# Goals
**1)** Decide whether each statement below agrees with the text on SBP string handling, answering yes or no and quoting the deciding words of the text. (a) Calling lock() on stdin and stdout upfront improved performance on some benchmarks by 20-30%. (b) SbpString wraps a Rust String. (c) Under the lossy conversion, one invalid byte becomes 2 bytes.
**2)** Write the next part of the text on SBP string handling, picking up right after its final sentence.

::: Text passage :::

Skip to content

Conversation

@silverjam
Copy link
Contributor

@silverjam silverjam commented May 19, 2020

Any SBP message with a string member can contain data that is not a valid UTF-8 sequence, since we're using Rust's String type which requires valid UTF-8 we need to do a lossy conversion in the presence of invalid UTF-8 data.

High level changes:

  • Use SbpString (which wraps Vec<u8>) to store SBP string data instead of String directly and convert to String or Vec<u8> as needed

  • Use String::from_utf8_lossyto deal with invalid UTF-8 sequences when converting-- this is identical to Haskell's behavior when converting to a JSON string

  • Call lock() on stdin/stdout objects upfront so we don't have to do it within each read/write call (which happens implicitly in the stdlib)-- this bumps up performance on some benchmarks by 20-30%.

  • Add pub(crate) to functions that probably don’t need to be part of our public API


Details: since we were previously using String to store strings from SBP messages there's a mismatch between what SBP strings allow and what String in Rust allows. In Rust you either panic or do a lossy conversion for invalid UTF-8 data *, so when we avoid the panic using from_ut8_lossy we get a String that's 2 bytes too large (the one invalid byte gets converted to 3 bytes to encode the Unicode "unknown" character).

This causes us to size the SBP message incorrectly, because the size of the String member object doesn't match what was in the SBP message, so our sbp_size() method reports the wrong value, which obviously messes up the encoding of the message.

::: Record set :::

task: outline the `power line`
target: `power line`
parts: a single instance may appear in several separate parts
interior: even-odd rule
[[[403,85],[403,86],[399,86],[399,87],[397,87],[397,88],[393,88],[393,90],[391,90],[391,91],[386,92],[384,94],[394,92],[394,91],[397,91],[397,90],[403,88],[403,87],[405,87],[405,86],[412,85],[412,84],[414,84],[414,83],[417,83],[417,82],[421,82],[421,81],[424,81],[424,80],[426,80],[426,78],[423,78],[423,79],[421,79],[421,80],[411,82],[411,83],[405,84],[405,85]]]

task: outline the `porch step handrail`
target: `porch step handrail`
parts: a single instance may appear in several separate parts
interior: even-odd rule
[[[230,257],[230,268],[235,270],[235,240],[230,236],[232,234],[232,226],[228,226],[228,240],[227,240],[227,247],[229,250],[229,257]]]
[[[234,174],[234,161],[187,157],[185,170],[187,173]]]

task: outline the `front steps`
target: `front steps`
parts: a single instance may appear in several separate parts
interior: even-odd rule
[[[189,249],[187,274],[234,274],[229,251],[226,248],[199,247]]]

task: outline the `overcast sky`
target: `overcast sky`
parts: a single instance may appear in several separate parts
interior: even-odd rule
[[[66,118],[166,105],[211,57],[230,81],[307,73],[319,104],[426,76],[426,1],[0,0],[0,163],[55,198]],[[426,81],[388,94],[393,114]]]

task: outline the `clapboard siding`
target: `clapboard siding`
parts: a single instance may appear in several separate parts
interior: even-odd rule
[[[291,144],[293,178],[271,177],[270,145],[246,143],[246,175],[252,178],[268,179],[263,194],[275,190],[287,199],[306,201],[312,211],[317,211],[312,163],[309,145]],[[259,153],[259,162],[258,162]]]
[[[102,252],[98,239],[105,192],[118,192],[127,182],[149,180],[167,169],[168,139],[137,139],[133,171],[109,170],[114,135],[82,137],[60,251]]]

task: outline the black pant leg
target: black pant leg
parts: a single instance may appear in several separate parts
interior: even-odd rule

:::

# In response
**1)**
(a) Yes: "this bumps up performance on some benchmarks by 20-30%."
(b) No: "Use SbpString (which wraps Vec<u8>) to store SBP string data"
(c) No: "the one invalid byte gets converted to 3 bytes"

**2)**
This is an example message from bug that causes an issue (this is index 8 of a sbp settings "read by index" response):

❯ cat invalid_utf8.bin | od -tx1
0000000 55 a7 00 00 10 48 08 00 73 6f 6c 75 74 69 6f 6e
0000020 00 00 00 00 00 00 00 00 00 00 00 00 00 00 00 00
*
0000100 00 00 00 00 00 00 00 00 00 00 00 00 00 b6 e8 ab
0000120

This is obviously a garbage message, and it's not clear why the device would be generating this... but the last byte before the crc \xb6 is invalid because it starts with 10xx xxxx and there's no preceding 110 x xxxx pattern to indicate that it's part of a multi-byte UTF-8 sequence. So, again this gets replaced with the Unicode unknown character.

To fix this we need to not use String, but (as implemented here) a wrapper type around Vec<u8> which converts to String or Vec<u8> when needed.


*: We can force Rust to store a &[u8] as UTF-8 without validating it with the unsafe method String::from_utf8_unchecked but this panics when you attempt to access the last byte of the buffer from a message like the one above.

@silverjam silverjam requested a review from jbangelo May 19, 2020 05:37
Copy link
Contributor

@jbangelo jbangelo left a comment

Choose a reason for hiding this comment

The reason will be displayed to describe this comment to others. Learn more.

I think we can get rid of that extra copy.

By the way, do we know why we're getting non-UTF-8 strings? I know that SBP doesn't technically specify the string encoding, but I thought the Piksi basically sends ASCII and thought UTF-8 was a strict superset of ASCII.

Ok(s)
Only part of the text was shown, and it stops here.